● WHAT YOU SHOULD DO
From the data below, copy every line that contains the string "flag", matching case exactly.

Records
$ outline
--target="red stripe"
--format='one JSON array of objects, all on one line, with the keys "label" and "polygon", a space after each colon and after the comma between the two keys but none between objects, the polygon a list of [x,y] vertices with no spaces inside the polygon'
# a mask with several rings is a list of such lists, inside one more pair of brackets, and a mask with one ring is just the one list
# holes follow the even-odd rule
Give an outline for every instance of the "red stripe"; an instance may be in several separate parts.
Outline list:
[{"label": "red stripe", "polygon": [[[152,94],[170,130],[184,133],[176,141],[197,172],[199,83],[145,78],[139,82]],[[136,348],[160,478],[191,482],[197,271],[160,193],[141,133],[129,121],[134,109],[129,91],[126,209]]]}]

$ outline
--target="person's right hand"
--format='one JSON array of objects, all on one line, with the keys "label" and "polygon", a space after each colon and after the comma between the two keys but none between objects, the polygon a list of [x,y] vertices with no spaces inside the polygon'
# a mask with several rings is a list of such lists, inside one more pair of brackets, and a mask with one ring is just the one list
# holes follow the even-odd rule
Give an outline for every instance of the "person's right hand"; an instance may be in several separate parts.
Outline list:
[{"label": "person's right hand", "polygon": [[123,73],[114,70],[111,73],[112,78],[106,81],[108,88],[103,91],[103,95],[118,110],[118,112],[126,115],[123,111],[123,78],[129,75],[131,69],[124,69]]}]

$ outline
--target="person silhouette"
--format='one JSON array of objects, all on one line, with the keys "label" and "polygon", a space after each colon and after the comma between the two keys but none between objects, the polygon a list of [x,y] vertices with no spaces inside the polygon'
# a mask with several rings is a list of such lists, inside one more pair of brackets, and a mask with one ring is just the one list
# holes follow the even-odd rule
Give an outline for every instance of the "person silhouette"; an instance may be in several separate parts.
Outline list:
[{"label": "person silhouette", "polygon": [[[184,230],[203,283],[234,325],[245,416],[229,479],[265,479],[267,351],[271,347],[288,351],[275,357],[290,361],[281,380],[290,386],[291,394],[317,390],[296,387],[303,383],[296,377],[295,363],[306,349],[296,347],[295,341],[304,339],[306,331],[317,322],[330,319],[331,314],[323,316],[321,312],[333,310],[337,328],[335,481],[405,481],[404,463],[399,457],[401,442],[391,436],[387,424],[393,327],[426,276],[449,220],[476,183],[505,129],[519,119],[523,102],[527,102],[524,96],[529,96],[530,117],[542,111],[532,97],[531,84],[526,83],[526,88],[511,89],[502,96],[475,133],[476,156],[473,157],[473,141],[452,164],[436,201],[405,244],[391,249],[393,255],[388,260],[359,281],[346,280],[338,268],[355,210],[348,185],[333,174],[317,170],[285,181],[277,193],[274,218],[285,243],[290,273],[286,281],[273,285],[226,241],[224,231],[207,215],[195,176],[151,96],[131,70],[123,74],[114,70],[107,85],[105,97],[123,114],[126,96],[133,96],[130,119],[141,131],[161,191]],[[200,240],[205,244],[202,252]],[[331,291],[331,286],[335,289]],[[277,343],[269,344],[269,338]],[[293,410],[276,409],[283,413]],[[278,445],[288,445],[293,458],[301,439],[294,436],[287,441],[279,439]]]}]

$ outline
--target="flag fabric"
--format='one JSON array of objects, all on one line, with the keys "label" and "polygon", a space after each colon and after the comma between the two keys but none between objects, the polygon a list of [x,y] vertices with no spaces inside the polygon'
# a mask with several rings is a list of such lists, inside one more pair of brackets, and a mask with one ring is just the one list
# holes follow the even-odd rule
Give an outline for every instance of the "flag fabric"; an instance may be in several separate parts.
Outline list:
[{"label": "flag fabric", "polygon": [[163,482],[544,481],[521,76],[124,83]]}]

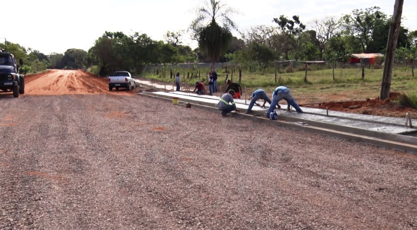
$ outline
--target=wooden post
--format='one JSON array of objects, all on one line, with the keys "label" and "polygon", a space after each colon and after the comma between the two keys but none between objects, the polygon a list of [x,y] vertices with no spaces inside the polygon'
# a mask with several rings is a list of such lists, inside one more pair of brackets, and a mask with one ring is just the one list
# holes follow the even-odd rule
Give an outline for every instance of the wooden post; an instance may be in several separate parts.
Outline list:
[{"label": "wooden post", "polygon": [[230,77],[230,80],[233,81],[233,72],[234,72],[234,67],[232,69],[232,76]]},{"label": "wooden post", "polygon": [[362,80],[365,78],[365,66],[362,64]]},{"label": "wooden post", "polygon": [[245,86],[245,105],[246,105],[246,87]]},{"label": "wooden post", "polygon": [[304,76],[304,82],[307,82],[307,70],[308,68],[308,65],[307,62],[305,62],[305,76]]},{"label": "wooden post", "polygon": [[388,33],[388,41],[387,43],[385,61],[382,74],[382,84],[381,87],[381,95],[379,97],[381,100],[388,98],[390,95],[394,59],[395,58],[395,49],[398,40],[398,35],[400,33],[401,14],[403,13],[403,3],[404,3],[404,0],[395,0],[395,4],[394,5],[394,13],[392,15],[392,21]]}]

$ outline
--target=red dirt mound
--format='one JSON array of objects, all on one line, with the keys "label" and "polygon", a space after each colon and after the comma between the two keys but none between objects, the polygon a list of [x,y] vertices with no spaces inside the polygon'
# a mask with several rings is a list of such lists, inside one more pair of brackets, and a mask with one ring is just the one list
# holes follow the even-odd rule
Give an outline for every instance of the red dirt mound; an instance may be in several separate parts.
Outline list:
[{"label": "red dirt mound", "polygon": [[329,102],[318,105],[305,106],[336,111],[355,114],[378,115],[395,117],[404,117],[408,112],[412,113],[413,119],[417,118],[417,110],[405,107],[395,102],[401,94],[396,92],[390,93],[389,98],[384,100],[378,97],[374,99],[366,99],[364,101]]}]

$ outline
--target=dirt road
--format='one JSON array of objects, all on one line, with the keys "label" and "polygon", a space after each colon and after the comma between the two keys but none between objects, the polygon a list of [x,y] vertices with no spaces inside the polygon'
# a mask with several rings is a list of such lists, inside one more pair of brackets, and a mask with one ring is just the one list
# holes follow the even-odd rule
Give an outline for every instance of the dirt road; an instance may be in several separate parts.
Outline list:
[{"label": "dirt road", "polygon": [[417,229],[415,156],[116,93],[0,99],[0,230]]},{"label": "dirt road", "polygon": [[108,83],[79,70],[49,70],[25,78],[25,95],[68,94],[130,94],[132,92],[109,91]]}]

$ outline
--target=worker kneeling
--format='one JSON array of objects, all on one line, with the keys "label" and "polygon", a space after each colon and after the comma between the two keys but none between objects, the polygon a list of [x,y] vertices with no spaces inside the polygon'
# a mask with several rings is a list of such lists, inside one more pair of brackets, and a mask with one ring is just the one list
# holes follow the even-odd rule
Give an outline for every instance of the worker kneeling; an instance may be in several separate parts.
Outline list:
[{"label": "worker kneeling", "polygon": [[[260,105],[256,103],[256,101],[258,100],[264,100],[264,105],[261,106],[261,107],[262,108],[265,107],[265,104],[266,104],[267,102],[269,103],[270,105],[272,103],[271,99],[270,99],[269,97],[268,97],[268,95],[267,95],[267,93],[265,93],[265,91],[260,89],[257,89],[254,91],[253,93],[252,93],[252,95],[251,96],[251,102],[249,103],[249,107],[248,108],[248,110],[246,110],[246,112],[245,112],[245,114],[250,114],[252,112],[252,109],[253,108],[253,106],[255,105],[255,104],[258,106],[261,106]],[[278,109],[281,109],[281,106],[277,104],[277,108]]]},{"label": "worker kneeling", "polygon": [[274,91],[274,93],[272,94],[272,103],[271,104],[268,111],[265,114],[266,117],[269,117],[270,114],[274,111],[275,107],[278,104],[278,102],[282,99],[286,101],[288,107],[291,106],[294,107],[297,113],[301,113],[303,112],[303,111],[298,106],[298,104],[295,102],[294,98],[292,97],[292,95],[291,94],[289,89],[285,86],[280,86],[277,87]]},{"label": "worker kneeling", "polygon": [[236,113],[239,112],[239,110],[236,109],[236,104],[233,101],[233,96],[234,95],[234,90],[231,90],[229,91],[229,93],[225,93],[221,95],[221,98],[217,103],[217,108],[221,111],[222,116],[228,116],[229,115],[227,114],[233,110],[235,111]]}]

● PROBLEM SOLUTION
--target="flag fabric"
Give an outline for every instance of the "flag fabric"; an instance may be in several separate parts.
[{"label": "flag fabric", "polygon": [[163,482],[544,481],[521,76],[124,83]]}]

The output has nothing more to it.